GIVEN PROBLEM — Revise the stretch of the listing from the line containing "Isolate the snowy" through the line containing "left=0, top=449, right=124, bottom=548", replacing "Isolate" with "Locate" and keeping everything else unchanged. Give only those lines, and leave the pictures out.

LISTED RECORDS —
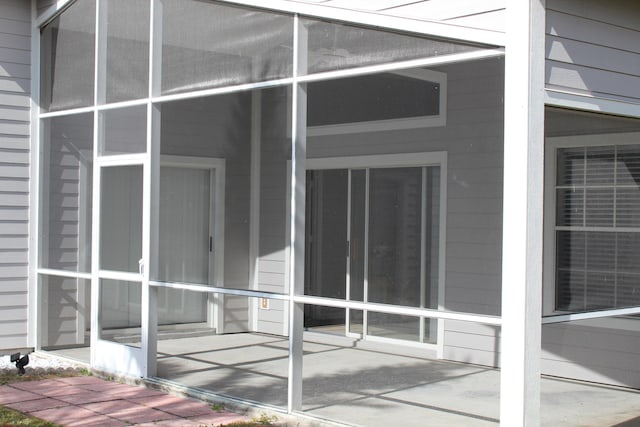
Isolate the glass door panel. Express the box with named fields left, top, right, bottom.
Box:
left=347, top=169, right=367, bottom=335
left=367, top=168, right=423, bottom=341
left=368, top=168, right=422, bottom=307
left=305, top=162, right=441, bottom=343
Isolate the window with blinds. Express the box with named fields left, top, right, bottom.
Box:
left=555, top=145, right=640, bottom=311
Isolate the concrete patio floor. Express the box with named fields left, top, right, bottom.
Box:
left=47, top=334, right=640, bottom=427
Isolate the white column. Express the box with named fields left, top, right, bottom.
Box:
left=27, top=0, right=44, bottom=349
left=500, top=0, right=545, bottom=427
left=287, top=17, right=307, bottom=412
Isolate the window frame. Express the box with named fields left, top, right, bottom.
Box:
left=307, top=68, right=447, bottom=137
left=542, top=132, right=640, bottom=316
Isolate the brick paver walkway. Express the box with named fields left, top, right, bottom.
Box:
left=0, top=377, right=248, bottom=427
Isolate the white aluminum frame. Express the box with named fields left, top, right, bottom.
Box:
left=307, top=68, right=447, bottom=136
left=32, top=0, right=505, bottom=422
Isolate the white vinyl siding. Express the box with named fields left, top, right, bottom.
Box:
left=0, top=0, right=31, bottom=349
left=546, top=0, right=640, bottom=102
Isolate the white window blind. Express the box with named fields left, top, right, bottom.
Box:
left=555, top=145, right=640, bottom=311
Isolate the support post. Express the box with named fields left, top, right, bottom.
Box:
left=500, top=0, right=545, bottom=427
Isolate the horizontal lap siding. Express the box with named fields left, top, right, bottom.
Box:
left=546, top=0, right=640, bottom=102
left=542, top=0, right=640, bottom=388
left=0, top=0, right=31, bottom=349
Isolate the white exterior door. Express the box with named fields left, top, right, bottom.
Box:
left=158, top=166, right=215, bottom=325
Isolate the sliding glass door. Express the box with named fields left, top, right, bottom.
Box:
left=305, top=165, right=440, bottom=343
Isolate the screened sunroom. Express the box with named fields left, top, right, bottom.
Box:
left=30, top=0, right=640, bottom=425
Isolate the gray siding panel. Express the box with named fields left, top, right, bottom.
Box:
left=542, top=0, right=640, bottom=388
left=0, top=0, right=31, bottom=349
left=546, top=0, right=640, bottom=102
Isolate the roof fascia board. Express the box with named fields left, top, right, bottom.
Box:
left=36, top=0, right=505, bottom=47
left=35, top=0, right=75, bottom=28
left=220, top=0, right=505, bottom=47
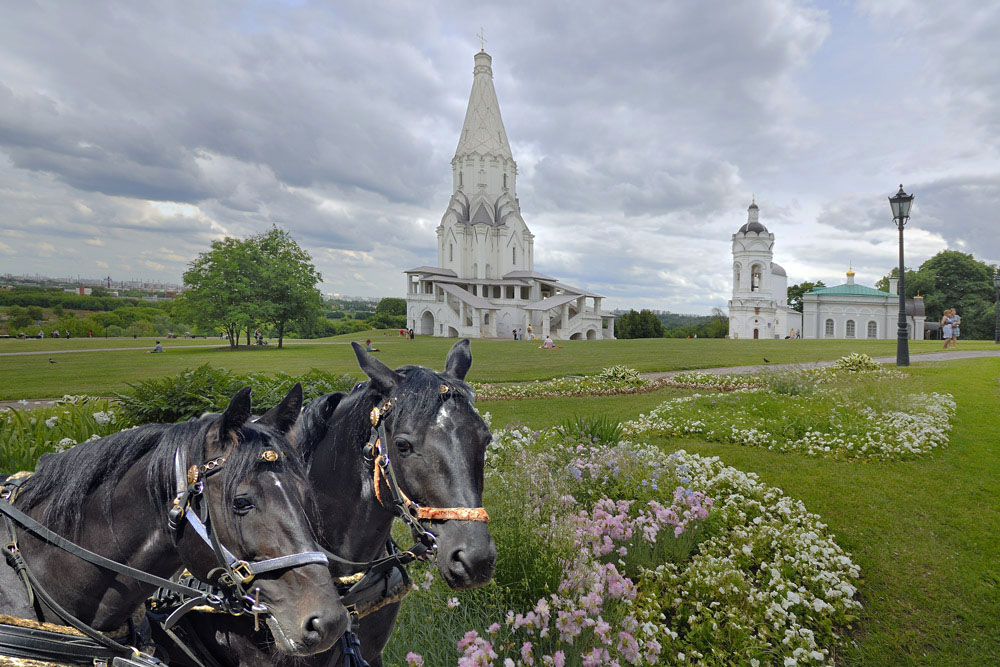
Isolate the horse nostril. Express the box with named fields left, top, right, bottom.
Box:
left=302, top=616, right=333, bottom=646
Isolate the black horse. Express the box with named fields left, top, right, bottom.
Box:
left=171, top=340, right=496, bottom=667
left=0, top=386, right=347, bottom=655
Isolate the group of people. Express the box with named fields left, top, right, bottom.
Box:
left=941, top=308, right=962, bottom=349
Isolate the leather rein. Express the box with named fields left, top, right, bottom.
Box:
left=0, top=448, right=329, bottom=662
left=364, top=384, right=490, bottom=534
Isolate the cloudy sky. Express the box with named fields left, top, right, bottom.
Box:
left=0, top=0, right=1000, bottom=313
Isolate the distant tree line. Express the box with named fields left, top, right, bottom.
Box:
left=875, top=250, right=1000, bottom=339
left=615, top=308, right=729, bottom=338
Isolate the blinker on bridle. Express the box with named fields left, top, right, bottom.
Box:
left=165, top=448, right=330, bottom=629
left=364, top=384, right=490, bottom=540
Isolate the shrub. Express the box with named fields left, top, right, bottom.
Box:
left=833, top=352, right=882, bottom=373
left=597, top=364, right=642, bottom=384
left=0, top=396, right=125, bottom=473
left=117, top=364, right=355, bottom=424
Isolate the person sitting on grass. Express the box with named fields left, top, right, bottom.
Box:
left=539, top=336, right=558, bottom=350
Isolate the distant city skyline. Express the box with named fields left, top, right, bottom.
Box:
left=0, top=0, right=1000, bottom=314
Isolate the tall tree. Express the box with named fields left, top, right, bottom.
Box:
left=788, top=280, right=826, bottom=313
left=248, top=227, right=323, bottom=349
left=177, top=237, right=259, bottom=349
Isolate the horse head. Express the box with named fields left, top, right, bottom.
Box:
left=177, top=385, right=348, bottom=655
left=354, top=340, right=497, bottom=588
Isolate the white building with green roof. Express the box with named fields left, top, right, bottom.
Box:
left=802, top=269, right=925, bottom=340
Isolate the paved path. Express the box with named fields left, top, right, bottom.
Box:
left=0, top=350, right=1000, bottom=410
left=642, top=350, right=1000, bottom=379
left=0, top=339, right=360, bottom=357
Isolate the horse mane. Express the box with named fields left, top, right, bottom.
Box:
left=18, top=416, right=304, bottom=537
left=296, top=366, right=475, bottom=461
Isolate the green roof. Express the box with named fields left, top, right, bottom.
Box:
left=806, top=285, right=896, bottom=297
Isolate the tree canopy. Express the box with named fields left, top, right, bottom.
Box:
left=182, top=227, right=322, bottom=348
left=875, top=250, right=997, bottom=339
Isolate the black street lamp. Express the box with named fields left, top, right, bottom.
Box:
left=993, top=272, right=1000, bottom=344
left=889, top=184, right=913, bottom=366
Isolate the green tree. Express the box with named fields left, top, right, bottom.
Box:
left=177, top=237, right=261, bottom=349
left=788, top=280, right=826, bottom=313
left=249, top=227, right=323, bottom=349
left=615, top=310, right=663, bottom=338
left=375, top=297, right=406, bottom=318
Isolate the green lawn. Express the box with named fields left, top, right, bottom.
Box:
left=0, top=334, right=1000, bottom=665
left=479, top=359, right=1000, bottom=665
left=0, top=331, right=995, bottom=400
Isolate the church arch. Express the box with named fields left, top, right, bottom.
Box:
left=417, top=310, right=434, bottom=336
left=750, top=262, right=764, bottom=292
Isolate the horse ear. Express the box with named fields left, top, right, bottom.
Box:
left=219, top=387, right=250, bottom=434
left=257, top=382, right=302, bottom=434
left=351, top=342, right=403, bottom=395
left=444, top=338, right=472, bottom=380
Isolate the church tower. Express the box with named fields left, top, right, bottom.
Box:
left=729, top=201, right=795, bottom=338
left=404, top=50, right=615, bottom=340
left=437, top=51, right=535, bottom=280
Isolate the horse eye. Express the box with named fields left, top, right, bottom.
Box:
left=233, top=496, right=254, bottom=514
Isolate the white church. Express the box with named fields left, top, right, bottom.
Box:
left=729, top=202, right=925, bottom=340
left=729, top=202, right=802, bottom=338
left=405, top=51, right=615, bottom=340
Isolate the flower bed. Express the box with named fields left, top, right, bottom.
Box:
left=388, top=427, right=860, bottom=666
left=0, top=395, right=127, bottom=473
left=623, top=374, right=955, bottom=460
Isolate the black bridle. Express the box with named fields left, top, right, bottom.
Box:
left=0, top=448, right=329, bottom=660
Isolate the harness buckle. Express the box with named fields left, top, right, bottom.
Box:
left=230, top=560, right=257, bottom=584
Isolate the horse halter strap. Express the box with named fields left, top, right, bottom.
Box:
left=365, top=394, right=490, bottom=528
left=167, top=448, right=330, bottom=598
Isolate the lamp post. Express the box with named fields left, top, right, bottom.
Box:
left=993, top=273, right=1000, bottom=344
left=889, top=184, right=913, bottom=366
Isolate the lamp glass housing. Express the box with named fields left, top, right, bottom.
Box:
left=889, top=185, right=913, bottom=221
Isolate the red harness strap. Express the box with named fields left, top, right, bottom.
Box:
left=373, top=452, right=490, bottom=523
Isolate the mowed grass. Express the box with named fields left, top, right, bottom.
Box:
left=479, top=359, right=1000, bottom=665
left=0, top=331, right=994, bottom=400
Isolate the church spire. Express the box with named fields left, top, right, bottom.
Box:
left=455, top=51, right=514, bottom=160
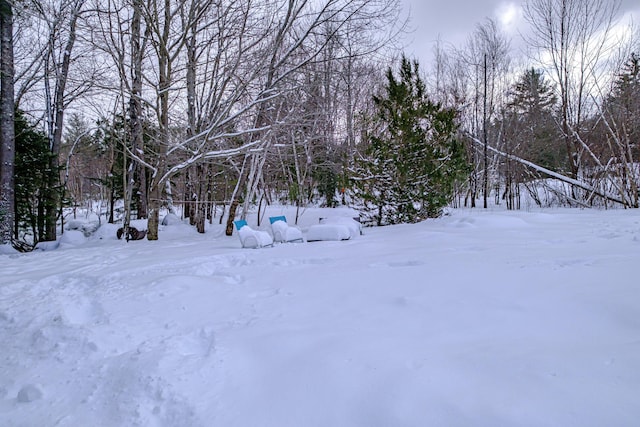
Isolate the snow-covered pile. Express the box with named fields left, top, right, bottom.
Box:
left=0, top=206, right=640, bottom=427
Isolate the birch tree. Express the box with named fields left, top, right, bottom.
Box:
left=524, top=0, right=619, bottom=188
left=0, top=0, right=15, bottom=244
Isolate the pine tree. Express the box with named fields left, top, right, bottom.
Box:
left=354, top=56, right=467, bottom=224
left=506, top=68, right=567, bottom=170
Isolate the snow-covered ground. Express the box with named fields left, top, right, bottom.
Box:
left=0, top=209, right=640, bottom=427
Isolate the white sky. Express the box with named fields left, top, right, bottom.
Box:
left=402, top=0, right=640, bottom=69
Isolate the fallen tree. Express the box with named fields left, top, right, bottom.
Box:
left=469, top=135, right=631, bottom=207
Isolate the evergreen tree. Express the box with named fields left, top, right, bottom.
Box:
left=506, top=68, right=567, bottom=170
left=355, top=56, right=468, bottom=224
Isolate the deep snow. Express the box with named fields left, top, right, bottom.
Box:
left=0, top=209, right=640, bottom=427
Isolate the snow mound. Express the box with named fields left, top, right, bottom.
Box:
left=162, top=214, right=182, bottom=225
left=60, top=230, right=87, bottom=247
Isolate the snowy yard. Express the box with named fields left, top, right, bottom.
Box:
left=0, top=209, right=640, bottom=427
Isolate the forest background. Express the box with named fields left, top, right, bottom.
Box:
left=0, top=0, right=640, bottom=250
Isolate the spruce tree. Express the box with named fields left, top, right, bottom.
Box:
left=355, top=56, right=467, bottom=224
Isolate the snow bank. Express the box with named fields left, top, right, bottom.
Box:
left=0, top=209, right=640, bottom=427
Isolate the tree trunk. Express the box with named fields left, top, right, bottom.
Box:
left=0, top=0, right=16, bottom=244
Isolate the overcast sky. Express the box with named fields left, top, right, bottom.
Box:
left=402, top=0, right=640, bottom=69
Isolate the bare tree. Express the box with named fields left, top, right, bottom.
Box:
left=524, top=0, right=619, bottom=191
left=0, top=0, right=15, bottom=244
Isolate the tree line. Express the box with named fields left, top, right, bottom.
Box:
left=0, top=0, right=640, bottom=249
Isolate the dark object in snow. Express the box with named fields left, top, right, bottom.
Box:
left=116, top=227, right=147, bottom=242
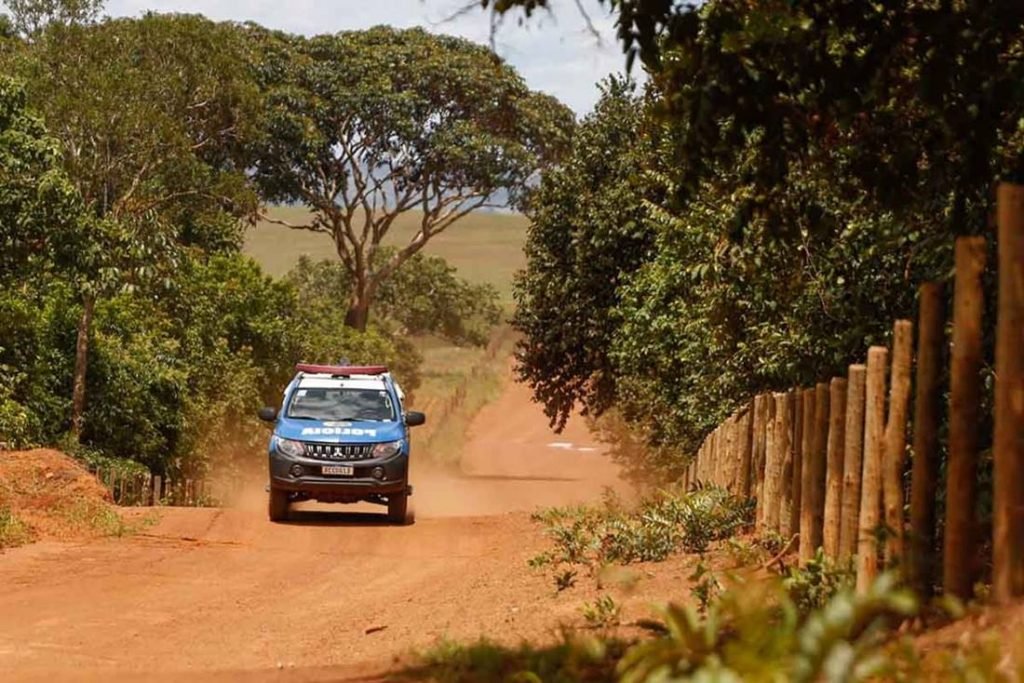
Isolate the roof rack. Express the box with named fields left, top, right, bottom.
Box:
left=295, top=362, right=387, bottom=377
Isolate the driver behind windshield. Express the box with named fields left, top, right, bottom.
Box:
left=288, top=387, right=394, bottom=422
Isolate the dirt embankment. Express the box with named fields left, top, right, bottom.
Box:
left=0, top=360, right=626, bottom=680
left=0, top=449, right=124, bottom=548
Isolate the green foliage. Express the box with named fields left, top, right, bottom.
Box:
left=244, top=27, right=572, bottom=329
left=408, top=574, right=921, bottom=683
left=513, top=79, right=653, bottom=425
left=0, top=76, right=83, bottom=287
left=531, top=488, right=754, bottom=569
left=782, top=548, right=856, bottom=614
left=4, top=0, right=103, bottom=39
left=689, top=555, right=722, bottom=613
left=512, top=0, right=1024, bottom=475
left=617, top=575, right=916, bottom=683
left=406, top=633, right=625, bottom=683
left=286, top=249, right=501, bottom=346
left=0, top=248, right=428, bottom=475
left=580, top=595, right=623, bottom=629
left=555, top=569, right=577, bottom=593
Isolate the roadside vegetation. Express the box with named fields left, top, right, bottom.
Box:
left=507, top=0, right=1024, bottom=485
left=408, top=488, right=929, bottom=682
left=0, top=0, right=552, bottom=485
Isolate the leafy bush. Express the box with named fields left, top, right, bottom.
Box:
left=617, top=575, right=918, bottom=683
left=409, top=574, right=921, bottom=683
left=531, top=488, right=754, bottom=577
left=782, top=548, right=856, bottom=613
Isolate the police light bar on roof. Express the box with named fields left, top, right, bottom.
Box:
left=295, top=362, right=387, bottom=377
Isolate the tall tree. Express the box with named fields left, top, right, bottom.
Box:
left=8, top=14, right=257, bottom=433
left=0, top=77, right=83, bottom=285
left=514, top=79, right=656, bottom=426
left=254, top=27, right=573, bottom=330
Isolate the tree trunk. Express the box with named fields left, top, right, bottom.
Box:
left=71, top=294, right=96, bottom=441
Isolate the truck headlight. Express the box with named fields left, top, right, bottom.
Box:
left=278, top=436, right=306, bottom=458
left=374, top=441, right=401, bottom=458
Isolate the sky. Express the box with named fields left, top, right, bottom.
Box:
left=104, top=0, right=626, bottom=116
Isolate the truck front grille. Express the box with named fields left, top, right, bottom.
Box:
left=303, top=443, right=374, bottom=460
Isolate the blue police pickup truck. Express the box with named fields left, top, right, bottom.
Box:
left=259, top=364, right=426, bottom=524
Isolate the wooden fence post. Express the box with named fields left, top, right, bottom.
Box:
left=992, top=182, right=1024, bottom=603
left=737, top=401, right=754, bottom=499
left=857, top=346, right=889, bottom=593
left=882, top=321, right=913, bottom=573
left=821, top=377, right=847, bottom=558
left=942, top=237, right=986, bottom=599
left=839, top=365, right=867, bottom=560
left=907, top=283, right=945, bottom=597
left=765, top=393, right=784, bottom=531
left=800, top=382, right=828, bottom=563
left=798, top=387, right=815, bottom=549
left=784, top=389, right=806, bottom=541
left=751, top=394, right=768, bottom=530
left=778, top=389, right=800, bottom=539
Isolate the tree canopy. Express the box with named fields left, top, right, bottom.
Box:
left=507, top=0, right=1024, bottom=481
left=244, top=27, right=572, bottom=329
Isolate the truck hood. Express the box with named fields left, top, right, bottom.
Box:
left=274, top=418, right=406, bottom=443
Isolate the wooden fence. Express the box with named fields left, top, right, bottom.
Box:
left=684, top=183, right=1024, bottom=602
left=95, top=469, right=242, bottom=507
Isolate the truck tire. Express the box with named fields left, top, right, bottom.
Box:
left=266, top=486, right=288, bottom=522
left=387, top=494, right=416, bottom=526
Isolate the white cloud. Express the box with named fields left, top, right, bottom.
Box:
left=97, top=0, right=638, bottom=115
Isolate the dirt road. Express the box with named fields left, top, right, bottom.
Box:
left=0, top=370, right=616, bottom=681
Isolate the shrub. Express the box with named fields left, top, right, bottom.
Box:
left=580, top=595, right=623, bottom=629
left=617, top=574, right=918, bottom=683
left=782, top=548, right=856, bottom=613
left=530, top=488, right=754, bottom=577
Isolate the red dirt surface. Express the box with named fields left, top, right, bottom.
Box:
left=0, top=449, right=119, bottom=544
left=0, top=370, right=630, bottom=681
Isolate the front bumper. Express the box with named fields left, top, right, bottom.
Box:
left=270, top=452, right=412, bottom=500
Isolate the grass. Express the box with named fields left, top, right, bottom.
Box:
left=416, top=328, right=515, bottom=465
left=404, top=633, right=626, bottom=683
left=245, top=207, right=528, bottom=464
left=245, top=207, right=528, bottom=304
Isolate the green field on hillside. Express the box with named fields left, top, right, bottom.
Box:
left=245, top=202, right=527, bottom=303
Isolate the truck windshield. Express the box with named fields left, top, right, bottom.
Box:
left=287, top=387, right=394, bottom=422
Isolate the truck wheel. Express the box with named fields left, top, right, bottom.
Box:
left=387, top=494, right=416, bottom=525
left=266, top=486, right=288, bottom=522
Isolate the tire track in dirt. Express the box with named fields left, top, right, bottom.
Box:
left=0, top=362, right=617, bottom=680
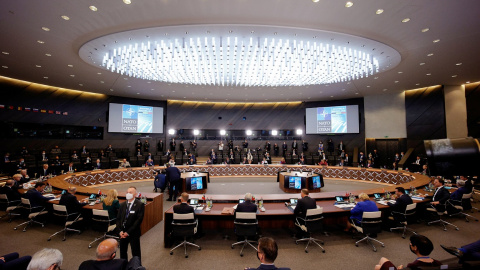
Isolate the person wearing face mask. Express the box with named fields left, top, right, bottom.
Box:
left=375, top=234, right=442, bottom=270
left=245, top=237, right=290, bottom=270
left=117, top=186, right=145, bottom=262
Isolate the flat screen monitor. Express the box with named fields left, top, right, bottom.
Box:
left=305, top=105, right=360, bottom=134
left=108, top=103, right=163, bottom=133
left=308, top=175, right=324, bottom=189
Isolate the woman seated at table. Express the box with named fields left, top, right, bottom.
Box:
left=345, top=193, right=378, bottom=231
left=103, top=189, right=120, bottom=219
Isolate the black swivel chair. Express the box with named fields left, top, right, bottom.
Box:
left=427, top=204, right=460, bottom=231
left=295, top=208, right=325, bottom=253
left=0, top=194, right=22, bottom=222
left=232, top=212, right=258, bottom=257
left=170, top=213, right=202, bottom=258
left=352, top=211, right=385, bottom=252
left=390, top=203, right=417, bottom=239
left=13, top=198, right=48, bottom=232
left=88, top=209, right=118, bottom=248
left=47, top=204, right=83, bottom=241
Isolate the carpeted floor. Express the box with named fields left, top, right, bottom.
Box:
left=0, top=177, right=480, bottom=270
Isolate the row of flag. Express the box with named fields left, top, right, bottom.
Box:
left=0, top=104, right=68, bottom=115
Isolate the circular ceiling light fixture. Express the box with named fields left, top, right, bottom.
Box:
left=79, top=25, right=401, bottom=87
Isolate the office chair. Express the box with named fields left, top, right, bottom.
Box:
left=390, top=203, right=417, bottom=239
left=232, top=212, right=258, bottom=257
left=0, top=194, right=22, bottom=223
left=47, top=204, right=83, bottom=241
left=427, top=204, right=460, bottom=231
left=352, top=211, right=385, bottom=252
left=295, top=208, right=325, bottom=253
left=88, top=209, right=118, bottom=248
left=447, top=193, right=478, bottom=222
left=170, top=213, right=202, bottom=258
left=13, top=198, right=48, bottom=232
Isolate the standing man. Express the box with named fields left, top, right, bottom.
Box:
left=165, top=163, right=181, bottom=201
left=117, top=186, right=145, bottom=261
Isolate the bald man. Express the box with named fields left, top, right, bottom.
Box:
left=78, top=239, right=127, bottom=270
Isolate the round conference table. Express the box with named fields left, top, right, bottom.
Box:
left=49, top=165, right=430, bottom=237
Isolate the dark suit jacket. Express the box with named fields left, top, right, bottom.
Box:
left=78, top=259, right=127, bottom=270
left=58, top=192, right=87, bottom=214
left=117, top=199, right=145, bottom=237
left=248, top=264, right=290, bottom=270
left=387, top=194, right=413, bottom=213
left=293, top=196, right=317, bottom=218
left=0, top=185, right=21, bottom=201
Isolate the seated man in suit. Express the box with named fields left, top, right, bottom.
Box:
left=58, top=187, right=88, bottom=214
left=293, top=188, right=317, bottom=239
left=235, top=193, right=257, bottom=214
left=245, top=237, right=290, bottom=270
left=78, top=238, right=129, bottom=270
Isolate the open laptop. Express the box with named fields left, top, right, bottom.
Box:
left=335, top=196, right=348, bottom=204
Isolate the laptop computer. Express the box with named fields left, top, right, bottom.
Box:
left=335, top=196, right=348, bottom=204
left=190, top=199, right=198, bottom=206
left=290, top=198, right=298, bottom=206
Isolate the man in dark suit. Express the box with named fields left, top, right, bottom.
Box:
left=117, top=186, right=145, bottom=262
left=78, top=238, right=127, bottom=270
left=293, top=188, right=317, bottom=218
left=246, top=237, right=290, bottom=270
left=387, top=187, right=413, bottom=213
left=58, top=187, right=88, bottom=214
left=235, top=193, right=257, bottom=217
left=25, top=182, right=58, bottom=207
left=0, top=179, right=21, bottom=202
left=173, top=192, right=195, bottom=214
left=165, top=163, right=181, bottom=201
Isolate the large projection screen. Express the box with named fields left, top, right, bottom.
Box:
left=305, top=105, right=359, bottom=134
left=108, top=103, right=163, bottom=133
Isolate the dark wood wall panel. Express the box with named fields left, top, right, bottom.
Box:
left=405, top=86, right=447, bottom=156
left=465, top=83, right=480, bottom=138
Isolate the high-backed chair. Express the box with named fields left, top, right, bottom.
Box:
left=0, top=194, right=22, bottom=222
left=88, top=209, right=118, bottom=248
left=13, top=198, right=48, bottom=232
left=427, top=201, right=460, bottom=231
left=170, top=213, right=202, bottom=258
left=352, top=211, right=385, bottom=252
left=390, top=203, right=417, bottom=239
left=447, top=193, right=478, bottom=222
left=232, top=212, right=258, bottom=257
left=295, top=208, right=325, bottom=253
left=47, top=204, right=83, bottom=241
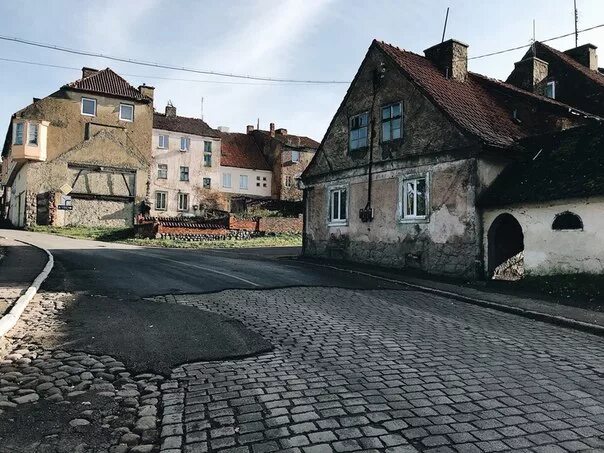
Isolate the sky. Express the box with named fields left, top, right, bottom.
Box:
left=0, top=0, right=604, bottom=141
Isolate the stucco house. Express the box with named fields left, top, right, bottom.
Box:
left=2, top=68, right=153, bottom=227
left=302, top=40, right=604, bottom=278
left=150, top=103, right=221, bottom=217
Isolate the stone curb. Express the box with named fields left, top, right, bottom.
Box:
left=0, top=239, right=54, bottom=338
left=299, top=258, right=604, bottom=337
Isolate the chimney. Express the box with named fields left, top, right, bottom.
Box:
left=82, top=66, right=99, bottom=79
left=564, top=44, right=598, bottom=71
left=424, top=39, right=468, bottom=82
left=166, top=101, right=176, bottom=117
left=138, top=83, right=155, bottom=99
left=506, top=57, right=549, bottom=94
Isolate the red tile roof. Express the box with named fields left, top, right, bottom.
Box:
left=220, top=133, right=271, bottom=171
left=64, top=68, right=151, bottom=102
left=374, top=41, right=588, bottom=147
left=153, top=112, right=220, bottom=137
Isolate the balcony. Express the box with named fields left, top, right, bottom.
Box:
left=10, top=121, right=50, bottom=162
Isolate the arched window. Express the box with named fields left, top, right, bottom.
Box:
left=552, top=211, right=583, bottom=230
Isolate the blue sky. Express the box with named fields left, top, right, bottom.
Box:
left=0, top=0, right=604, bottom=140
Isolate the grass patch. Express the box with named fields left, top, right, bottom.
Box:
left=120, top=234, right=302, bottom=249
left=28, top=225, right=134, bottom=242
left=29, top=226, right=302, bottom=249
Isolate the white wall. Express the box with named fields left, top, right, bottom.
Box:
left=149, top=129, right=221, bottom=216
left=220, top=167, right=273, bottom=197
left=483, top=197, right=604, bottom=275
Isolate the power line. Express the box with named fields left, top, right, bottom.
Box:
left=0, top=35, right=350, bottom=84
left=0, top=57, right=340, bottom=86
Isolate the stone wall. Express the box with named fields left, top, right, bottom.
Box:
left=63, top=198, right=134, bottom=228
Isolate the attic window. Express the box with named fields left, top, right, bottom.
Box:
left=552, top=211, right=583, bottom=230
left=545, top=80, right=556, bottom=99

EXERCISE ANSWER —
Locate the snowy yard. Express the box with named fields left, top, right, bottom.
Box:
left=0, top=209, right=640, bottom=427
Locate the forest background. Express the box with named fields left, top, right, bottom.
Box:
left=0, top=0, right=640, bottom=250
Locate the spruce tree. Express the box with named fields left, top, right, bottom.
Box:
left=355, top=56, right=467, bottom=224
Locate the snow bank. Express the box with named fields left, top, right, bottom.
Box:
left=0, top=209, right=640, bottom=427
Locate the tree trunk. Express the box with named fields left, top, right, bottom.
Box:
left=0, top=0, right=16, bottom=244
Locate the overcast sky. Express the box with named fields left, top, right, bottom.
Box:
left=402, top=0, right=640, bottom=69
Locate the bare tree. Express the box with named fields left, top, right, bottom.
Box:
left=524, top=0, right=619, bottom=191
left=0, top=0, right=15, bottom=244
Locate the tree line. Express the box with named fields left, top, right, bottom.
Box:
left=0, top=0, right=640, bottom=249
Locate the dark object in snow. Express the box with named fields left, top, right, bottom.
Box:
left=116, top=227, right=147, bottom=242
Locate the roof rack. Express the box with named fields left, top, right, bottom.
Box:
left=295, top=362, right=387, bottom=377
Locate the driver behind windshield. Express the box with named fields left, top, right, bottom.
Box:
left=288, top=387, right=394, bottom=422
Locate the dirt embankment. Express the box with named fields left, top, right, bottom.
Box:
left=0, top=360, right=626, bottom=680
left=0, top=449, right=124, bottom=548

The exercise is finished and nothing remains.